DATA FOR THE TASK =
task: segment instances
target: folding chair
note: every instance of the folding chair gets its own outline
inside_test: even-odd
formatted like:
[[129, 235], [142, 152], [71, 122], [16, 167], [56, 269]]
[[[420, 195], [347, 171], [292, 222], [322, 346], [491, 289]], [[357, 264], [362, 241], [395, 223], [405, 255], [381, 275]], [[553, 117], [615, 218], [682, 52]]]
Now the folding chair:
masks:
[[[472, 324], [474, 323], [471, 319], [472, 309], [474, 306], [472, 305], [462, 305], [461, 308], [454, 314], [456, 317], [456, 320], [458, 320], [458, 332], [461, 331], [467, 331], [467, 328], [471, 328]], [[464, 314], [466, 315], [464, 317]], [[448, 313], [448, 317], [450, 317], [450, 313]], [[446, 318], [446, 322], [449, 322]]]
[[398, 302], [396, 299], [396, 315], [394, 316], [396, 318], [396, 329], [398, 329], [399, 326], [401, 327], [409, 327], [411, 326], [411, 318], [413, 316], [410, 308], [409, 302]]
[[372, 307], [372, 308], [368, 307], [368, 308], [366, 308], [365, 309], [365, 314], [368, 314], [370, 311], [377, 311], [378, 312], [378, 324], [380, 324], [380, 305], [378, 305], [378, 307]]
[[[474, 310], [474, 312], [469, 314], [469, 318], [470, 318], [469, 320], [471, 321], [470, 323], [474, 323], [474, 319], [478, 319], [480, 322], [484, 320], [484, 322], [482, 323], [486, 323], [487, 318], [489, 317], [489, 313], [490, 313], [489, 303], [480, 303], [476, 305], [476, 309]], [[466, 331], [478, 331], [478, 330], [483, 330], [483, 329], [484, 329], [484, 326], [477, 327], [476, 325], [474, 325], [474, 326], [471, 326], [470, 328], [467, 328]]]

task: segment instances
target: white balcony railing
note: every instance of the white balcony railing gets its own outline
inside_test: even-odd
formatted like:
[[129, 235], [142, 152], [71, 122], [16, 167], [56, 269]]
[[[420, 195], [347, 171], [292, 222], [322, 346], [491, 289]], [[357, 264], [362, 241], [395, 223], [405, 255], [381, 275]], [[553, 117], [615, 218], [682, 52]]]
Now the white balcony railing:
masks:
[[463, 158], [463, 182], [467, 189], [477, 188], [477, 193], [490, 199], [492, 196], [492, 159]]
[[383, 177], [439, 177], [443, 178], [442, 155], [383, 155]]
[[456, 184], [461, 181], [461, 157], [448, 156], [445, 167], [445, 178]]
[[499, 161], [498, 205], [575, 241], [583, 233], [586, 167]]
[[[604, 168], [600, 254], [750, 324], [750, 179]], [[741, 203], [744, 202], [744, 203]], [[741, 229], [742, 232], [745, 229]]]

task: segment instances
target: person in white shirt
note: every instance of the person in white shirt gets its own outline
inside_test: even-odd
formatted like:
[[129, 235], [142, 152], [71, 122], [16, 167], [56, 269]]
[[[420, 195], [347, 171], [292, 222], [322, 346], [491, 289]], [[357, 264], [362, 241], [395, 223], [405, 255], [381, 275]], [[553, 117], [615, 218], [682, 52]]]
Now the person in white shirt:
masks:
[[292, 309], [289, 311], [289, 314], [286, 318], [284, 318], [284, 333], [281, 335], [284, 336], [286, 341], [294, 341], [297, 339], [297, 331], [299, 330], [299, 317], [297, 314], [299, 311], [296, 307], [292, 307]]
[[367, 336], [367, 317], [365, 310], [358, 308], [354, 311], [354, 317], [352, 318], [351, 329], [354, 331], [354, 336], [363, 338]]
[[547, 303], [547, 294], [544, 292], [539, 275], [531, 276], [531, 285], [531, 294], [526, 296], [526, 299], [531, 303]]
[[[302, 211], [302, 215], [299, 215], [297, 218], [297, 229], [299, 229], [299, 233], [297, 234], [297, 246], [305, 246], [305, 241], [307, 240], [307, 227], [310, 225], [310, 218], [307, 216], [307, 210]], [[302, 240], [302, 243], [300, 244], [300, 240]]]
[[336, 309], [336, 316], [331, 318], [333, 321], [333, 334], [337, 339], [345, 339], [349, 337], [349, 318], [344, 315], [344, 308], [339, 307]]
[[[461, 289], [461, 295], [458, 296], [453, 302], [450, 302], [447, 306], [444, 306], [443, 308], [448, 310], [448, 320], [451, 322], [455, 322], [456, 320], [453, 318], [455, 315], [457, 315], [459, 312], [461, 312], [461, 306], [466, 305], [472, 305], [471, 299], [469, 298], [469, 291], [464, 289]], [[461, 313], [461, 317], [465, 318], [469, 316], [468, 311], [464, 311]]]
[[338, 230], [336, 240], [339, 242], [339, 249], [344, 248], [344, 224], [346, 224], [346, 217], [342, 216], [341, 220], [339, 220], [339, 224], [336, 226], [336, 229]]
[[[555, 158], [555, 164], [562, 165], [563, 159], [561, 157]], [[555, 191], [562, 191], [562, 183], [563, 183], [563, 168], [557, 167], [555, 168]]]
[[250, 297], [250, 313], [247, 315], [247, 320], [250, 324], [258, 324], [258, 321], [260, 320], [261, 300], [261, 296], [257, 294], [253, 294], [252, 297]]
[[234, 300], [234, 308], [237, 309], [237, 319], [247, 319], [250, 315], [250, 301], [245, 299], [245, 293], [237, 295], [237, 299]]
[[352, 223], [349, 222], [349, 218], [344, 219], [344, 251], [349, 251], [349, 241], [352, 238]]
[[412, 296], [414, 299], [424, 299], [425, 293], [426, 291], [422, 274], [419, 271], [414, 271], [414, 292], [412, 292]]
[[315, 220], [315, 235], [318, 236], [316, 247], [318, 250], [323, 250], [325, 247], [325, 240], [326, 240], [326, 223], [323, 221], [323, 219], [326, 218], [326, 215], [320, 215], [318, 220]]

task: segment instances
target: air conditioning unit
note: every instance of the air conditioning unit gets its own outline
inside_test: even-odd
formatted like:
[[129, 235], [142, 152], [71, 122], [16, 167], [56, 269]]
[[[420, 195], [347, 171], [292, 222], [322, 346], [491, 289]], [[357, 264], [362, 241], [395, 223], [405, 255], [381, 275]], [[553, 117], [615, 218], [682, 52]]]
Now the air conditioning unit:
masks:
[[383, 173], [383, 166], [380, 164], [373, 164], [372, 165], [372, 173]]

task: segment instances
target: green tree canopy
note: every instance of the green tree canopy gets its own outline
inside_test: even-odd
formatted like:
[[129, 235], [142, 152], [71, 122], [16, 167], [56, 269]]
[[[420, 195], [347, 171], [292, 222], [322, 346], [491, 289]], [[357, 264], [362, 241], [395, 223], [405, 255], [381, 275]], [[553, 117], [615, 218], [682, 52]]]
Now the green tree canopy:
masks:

WHAT IS BEING ASKED = Everything in the records should be written out again exactly.

RESULT FOR THIS EXERCISE =
task: segment instances
target: folding chair
note: every instance of the folding chair gets its own outline
inside_test: even-odd
formatted like:
[[129, 235], [142, 152], [71, 122], [16, 167], [56, 269]]
[[[420, 195], [347, 171], [292, 222], [322, 346], [491, 289]], [[357, 264], [362, 241], [395, 223], [405, 255], [381, 275]], [[553, 117], [615, 218], [682, 52]]]
Now the folding chair:
masks:
[[[472, 324], [474, 323], [471, 319], [472, 309], [474, 306], [472, 305], [462, 305], [461, 308], [454, 314], [456, 317], [456, 320], [458, 320], [458, 332], [461, 331], [467, 331], [467, 328], [471, 328]], [[464, 314], [466, 315], [464, 317]], [[448, 313], [448, 317], [450, 317], [450, 313]], [[446, 318], [446, 322], [449, 322]]]
[[398, 302], [396, 299], [396, 315], [394, 316], [396, 318], [396, 329], [398, 329], [399, 326], [401, 327], [409, 327], [411, 326], [411, 318], [413, 316], [410, 308], [409, 302]]
[[372, 307], [372, 308], [368, 307], [368, 308], [366, 308], [365, 309], [365, 314], [368, 314], [370, 311], [377, 311], [378, 312], [378, 324], [380, 324], [380, 305], [378, 305], [378, 307]]
[[[474, 310], [474, 312], [469, 314], [469, 318], [470, 318], [469, 320], [471, 321], [470, 323], [474, 323], [474, 319], [478, 319], [480, 322], [484, 320], [484, 322], [482, 323], [486, 323], [487, 318], [489, 317], [489, 313], [490, 313], [489, 303], [480, 303], [476, 305], [476, 309]], [[466, 331], [478, 331], [478, 330], [483, 330], [483, 329], [484, 329], [484, 326], [477, 327], [476, 325], [474, 325], [474, 326], [471, 326], [470, 328], [467, 328]]]

task: segment instances
target: white balcony railing
note: every instance of the white balcony railing gets its own outline
inside_test: even-odd
formatted like:
[[129, 235], [142, 152], [71, 122], [16, 167], [56, 269]]
[[[420, 195], [347, 171], [292, 222], [322, 346], [491, 289]], [[357, 264], [362, 241], [395, 223], [405, 255], [381, 275]], [[553, 117], [615, 218], [682, 52]]]
Now the white balcony railing:
masks:
[[463, 158], [463, 182], [467, 189], [477, 188], [477, 193], [490, 199], [492, 196], [492, 159]]
[[383, 177], [439, 177], [443, 178], [442, 155], [383, 155]]
[[456, 184], [461, 181], [461, 157], [448, 156], [445, 167], [445, 178]]
[[499, 161], [498, 205], [575, 241], [583, 233], [586, 167]]
[[[604, 168], [600, 254], [750, 324], [750, 179]], [[741, 203], [744, 202], [744, 203]], [[741, 229], [742, 232], [745, 229]]]

task: segment instances
target: person in white shirt
note: every instance of the person in white shirt gets its own outline
inside_test: even-odd
formatted like:
[[129, 235], [142, 152], [71, 122], [16, 167], [56, 269]]
[[[420, 195], [347, 171], [292, 222], [322, 346], [491, 289]], [[357, 264], [362, 241], [395, 223], [405, 255], [381, 275]], [[553, 117], [615, 218], [682, 52]]]
Now the person in white shirt:
masks:
[[292, 309], [289, 311], [289, 314], [286, 318], [284, 318], [284, 333], [281, 335], [284, 336], [286, 341], [294, 341], [297, 339], [297, 331], [299, 330], [299, 317], [297, 314], [299, 311], [296, 307], [292, 307]]
[[367, 336], [367, 317], [365, 310], [358, 308], [354, 311], [354, 317], [352, 318], [351, 329], [354, 331], [354, 336], [363, 338]]
[[547, 303], [547, 294], [544, 292], [539, 275], [531, 276], [531, 285], [531, 294], [526, 296], [526, 299], [531, 303]]
[[[302, 211], [302, 215], [299, 215], [297, 218], [297, 229], [299, 229], [299, 233], [297, 234], [297, 246], [305, 246], [305, 241], [307, 240], [307, 227], [310, 225], [310, 218], [307, 216], [307, 210]], [[302, 240], [302, 243], [300, 244], [300, 240]]]
[[336, 309], [336, 316], [331, 318], [333, 321], [333, 334], [337, 339], [345, 339], [349, 337], [349, 318], [344, 315], [344, 308], [339, 307]]
[[[461, 289], [461, 295], [458, 296], [453, 302], [450, 302], [447, 306], [444, 306], [443, 308], [448, 310], [448, 320], [451, 322], [455, 322], [456, 320], [453, 318], [455, 315], [457, 315], [459, 312], [461, 312], [461, 306], [466, 305], [472, 305], [471, 299], [469, 298], [469, 291], [464, 289]], [[461, 313], [461, 317], [465, 318], [469, 316], [468, 311], [464, 311]]]
[[338, 230], [336, 240], [339, 242], [339, 249], [344, 248], [344, 224], [346, 224], [346, 217], [342, 216], [341, 220], [339, 220], [339, 224], [336, 226], [336, 229]]
[[[555, 158], [555, 164], [562, 165], [563, 159], [561, 157]], [[555, 191], [562, 191], [562, 183], [563, 183], [563, 168], [557, 167], [555, 168]]]
[[250, 297], [250, 313], [247, 315], [247, 320], [250, 324], [258, 324], [258, 321], [260, 320], [261, 300], [261, 296], [257, 294], [253, 294], [252, 297]]
[[234, 300], [234, 308], [237, 309], [237, 319], [247, 319], [250, 315], [250, 301], [245, 299], [245, 293], [237, 295], [237, 299]]
[[352, 223], [349, 222], [349, 218], [344, 219], [344, 251], [349, 251], [349, 241], [352, 238]]
[[412, 296], [414, 299], [424, 299], [425, 293], [426, 291], [422, 274], [419, 271], [414, 271], [414, 292], [412, 292]]
[[315, 220], [315, 235], [318, 236], [316, 247], [318, 250], [323, 250], [325, 247], [325, 240], [326, 240], [326, 223], [323, 221], [323, 219], [326, 218], [326, 215], [320, 215], [318, 220]]

task: segment instances
target: air conditioning unit
note: every instance of the air conditioning unit gets its own outline
inside_test: even-odd
formatted like:
[[129, 235], [142, 152], [71, 122], [16, 167], [56, 269]]
[[[420, 195], [347, 171], [292, 222], [322, 346], [491, 289]], [[357, 264], [362, 241], [395, 223], [405, 255], [381, 275]], [[553, 117], [615, 218], [682, 52]]]
Now the air conditioning unit:
masks:
[[383, 173], [383, 166], [380, 164], [373, 164], [372, 165], [372, 173]]

task: segment instances
target: green tree canopy
note: every instance of the green tree canopy gets its own outline
inside_test: even-odd
formatted like:
[[129, 235], [142, 152], [71, 122], [16, 167], [56, 269]]
[[[420, 195], [347, 171], [292, 222], [322, 346], [491, 289]], [[357, 264], [362, 241], [395, 223], [405, 255], [381, 275]], [[553, 117], [615, 218], [682, 52]]]
Now the green tree canopy:
masks:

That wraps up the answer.